WORK REQUEST 1: In the article about the CBSS Week lecture, what was the lecture's theme?
WORK REQUEST 2: List every place named in the article about the CBSS Week lecture.
WORK REQUEST 3: Carry on the article about the CBSS Week lecture from the point where it stops.

TEXT:
National Space Research and Development Agency (NASRDA)

The National Space Research and Development Agency (NASRDA) Centre for Basic Space Science (CBSS) says no course is irrelevant in space science technology.

Dr Bonaventure Okere, the Acting Director of the Centre, said this on Thursday at a lecture organised in commemoration of the ongoing CBSS Week in Nsukka, Enugu State.

The lecture, with the theme: “Becoming an Effective Scientific Officer in Space Research”, was part of the centre’s activities to mark the week.

Okere said that the lecture was targeted at encouraging the staff to be relevant at the centre as well as the space agency for effective service delivery.

“CBSS Week is an opportunity to expose staff to roles they could play in space science technology development because some young ones are employed into space organisations without basic science knowledge.

“With the diversity of astronomy, every course is relevant to the space industry, so it is not an opportunity for people without basic science knowledge to feel left out,” he said.

According to him, the staff can upgrade their knowledge and skills to fit into activities of the space industry.

He said that astronomy in the country had not diversified into sub-areas, but the Association of Astronomers were looking at harnessing it.

Prof Augustine Chukwude, an Astro-Physicist and the facilitating lecturer, said that science education and application in Nigeria could be effective if education was taken seriously.

Chukwude, a Senior Lecturer in the Department of Astronomy and Physics, University of Nigeria Nsukka (UNN), urged the government to make education its major priority area.

“Science narrative cannot change in isolation, our narrative for education will have to change first and that encompasses sciences.

“If the government makes education its major priority area, science will follow because science should generally drive education to greater heights.’’

The don decried poor funding of the education sector and said that the lack of funds had contributed to slow development and made Nigeria a consumer nation of scientific and technological produce from other countries.

DATASET ENTRIES:

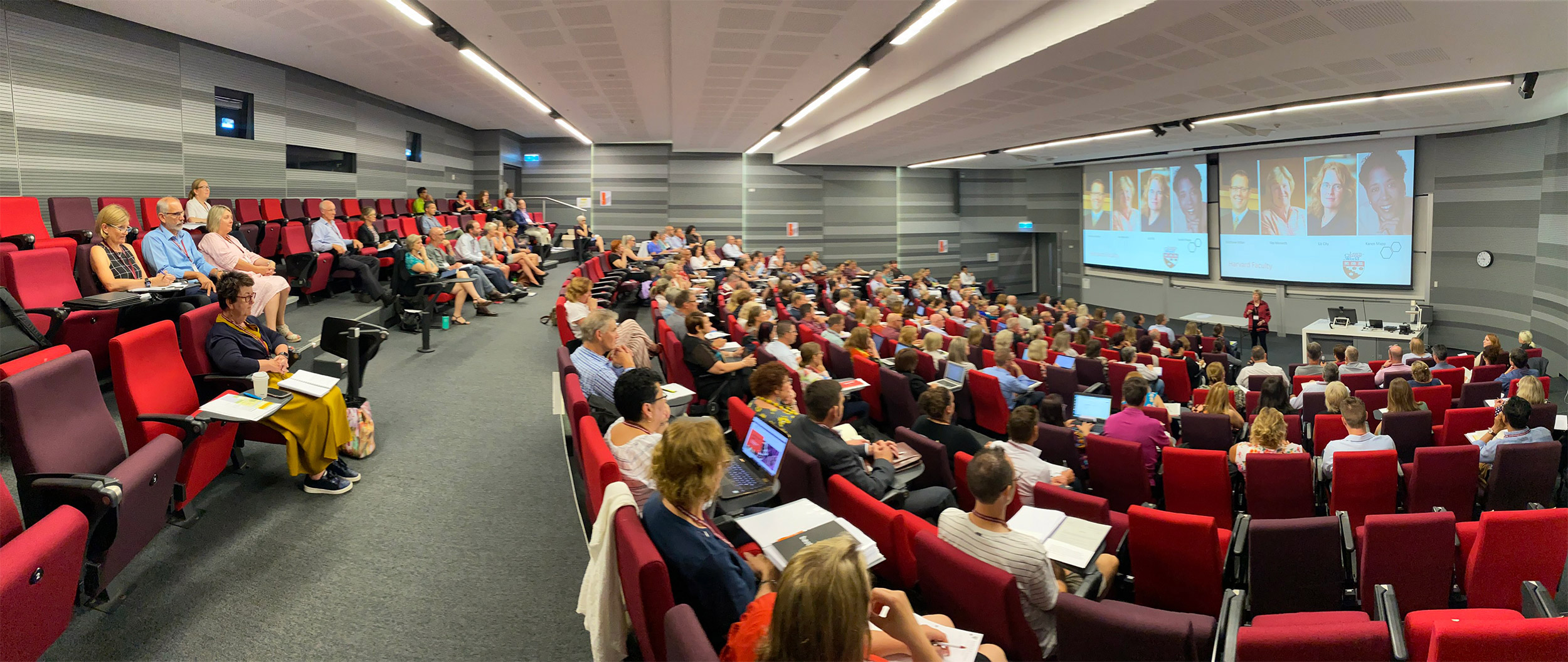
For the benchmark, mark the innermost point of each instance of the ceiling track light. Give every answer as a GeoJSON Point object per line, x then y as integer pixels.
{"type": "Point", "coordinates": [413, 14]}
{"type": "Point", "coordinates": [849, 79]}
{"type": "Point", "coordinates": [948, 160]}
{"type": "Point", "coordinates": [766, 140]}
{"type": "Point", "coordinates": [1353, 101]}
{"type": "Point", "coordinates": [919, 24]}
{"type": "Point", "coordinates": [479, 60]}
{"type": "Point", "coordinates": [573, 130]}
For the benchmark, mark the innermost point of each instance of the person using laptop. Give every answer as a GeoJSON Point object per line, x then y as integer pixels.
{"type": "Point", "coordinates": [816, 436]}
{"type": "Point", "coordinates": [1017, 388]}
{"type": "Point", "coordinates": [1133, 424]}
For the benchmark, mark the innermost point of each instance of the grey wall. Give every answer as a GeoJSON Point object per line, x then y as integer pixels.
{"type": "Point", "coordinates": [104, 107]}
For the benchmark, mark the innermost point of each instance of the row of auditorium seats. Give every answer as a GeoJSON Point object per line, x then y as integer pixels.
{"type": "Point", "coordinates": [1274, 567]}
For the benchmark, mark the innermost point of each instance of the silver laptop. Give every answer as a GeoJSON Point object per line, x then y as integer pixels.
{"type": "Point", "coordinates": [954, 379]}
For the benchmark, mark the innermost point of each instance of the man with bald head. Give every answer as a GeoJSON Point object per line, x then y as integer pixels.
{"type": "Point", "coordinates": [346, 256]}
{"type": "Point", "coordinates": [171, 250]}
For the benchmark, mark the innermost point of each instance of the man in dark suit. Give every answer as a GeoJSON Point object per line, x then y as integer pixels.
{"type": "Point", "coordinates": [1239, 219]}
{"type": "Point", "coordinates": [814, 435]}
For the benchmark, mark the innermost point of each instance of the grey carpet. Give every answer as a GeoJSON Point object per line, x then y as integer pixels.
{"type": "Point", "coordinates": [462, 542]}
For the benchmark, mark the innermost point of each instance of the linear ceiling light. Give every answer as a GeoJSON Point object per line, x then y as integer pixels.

WRITTEN RESPONSE 1: "Becoming an Effective Scientific Officer in Space Research"

WRITTEN RESPONSE 2: Nsukka, Enugu State, Nigeria

WRITTEN RESPONSE 3:
According to him, there is a general lack of trust in dividends of science and space science if it is well funded.

Chukwude said that if properly explored, space science could engender transfer of knowledge from international experts to scientists in the country.

He said that government needed to have clear-cut policies in space science research and space exploration to harness the benefits.

The professor added that the challenges of space science technology was not unique to Nigeria, but to many developing countries.

He said that the future of space science research in Nigeria was bright, adding that “it is an active and fast evolving area that requires the contributions of bright young minds in the country.’’

He said that astronomy had diversified to space law, forensic astronomy, space archaeology, aerospace medicine and ethnoastronomy, which is the learning of the astronomical system of non-western people, among other areas.

He said that Africans in the past engaged in secondary astronomy, but their activities were not documented.

The CBSS Week began on Tuesday with sporting activities for members of staff and religious mass earlier in the day.